## Consigne écrite
Réécrivez tout ce qui va de « Remarquons en terminant » jusqu'à « nombre possible d'enchérisseurs. » dans l'extrait sur la saisie-exécution, en mettant « acheteurs » à la place de « enchérisseurs ».

## Extrait fourni
+--

Il s'agit de la substitution d'un créancier à un autre dans la poursuite de la saisie, ou, suivant le terme consacré, de la subrogation aux poursuites. Dans l'ancienne jurisprudence, en cas de négligence du poursuivant, les autres créanciers formaient une demande en subrogation; cette demande retardait la vente et entraînait beaucoup de frais. Le Code de procédure ici encore a heureusement innové il a supprimé la nécessité d'une demande en subrogation, d'un procès. Dès que le délai fixé pour la vente dans le procès-verbal de saisie est expiré sans que cette vente ait lieu, la subrogation s'opère, sans demande, au profit de l'opposant le plus diligent. Il devra faire sommation au saisissant de procéder à la vente, et, si cette sommation reste inutile, il fera procéder au récolement, puis à la vente.

Mais la loi fait remarquer avec raison que ce droit de subrogation n'appartient qu'aux opposants porteurs d'un titre exécutoire; sans un pareil titre, un créancier peut, en effet, former opposition sur le prix des meubles de son débiteur vendus à la requête d'un autre créancier, mais il n'a pas le droit de les faire vendre.

Remarquons en terminant que toutes les contestations relatives aux incidents que nous avons examinés dans ce paragraphe, réclamations du saisi (607), demandes en distractions (608), oppositions (610 et 611), sont toujours portées à un tribunal civil, quand même il s'agirait de l'exécution d'un jugement du tribunal de commerce. Les tribunaux de commerce ne connaissent pas de l'exécution de leurs jugements (V. l'art 442. Pr. et son explication).

872. § 5. Des formalités qui précèdent la vente, et de la vente (art. 613 à 625). Cette dernière partie du titre de la saisie-exécution présente peu de difficultés. La loi a minutieusement détaillé les formes à suivre. Elles tendent d'ailleurs presque toutes au même but, la publicité de la vente, afin d'attirer le plus grand nombre possible d'enchérisseurs.

« Art. 613. Il y aura au moins huit jours entre la signification de la saisie au débiteur et la vente. »>

Huit jours. Ce sont huit jours francs. La loi ne veut pas que la vente se fasse avec une précipitation qui ne permettrait pas de la faire connaître suffisamment, et qui préjudicierait ainsi aux créanciers comme au débiteur. Cette disposition a encore un autre but. Le débiteur ne doit pas être dépouillé trop vite de sa propriété, il faut qu'il ait le temps de revenir, en cas d'absence, et de se procurer des fonds, afin d'empêcher la vente, s'il le peut.

+--

## Données fournies
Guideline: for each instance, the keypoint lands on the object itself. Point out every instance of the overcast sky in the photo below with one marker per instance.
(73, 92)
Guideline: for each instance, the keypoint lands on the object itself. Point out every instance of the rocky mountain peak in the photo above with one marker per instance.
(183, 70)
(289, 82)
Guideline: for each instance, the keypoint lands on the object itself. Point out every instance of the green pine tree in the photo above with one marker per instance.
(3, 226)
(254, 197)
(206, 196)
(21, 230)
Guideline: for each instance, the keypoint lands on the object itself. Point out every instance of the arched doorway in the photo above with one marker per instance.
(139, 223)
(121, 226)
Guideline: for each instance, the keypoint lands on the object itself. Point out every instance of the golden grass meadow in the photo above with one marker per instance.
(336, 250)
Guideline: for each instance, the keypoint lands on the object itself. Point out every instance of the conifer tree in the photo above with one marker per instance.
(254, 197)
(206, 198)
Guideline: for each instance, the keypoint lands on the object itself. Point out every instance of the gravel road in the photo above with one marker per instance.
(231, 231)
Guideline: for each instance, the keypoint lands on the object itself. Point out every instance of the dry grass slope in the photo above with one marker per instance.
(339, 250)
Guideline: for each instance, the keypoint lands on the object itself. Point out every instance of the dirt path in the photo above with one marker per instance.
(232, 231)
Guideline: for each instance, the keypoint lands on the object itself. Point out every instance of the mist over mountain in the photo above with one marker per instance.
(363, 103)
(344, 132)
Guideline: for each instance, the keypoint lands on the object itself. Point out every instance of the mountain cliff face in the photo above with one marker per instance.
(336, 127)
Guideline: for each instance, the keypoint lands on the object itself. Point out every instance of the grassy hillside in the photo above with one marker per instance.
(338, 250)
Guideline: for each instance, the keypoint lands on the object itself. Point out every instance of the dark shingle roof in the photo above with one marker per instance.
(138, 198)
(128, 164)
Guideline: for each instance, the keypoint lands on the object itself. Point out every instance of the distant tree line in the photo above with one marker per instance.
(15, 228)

+--

## Réponse attendue
Remarquons en terminant que toutes les contestations relatives aux incidents que nous avons examinés dans ce paragraphe, réclamations du saisi (607), demandes en distractions (608), oppositions (610 et 611), sont toujours portées à un tribunal civil, quand même il s'agirait de l'exécution d'un jugement du tribunal de commerce. Les tribunaux de commerce ne connaissent pas de l'exécution de leurs jugements (V. l'art 442. Pr. et son explication).

872. § 5. Des formalités qui précèdent la vente, et de la vente (art. 613 à 625). Cette dernière partie du titre de la saisie-exécution présente peu de difficultés. La loi a minutieusement détaillé les formes à suivre. Elles tendent d'ailleurs presque toutes au même but, la publicité de la vente, afin d'attirer le plus grand nombre possible d'acheteurs.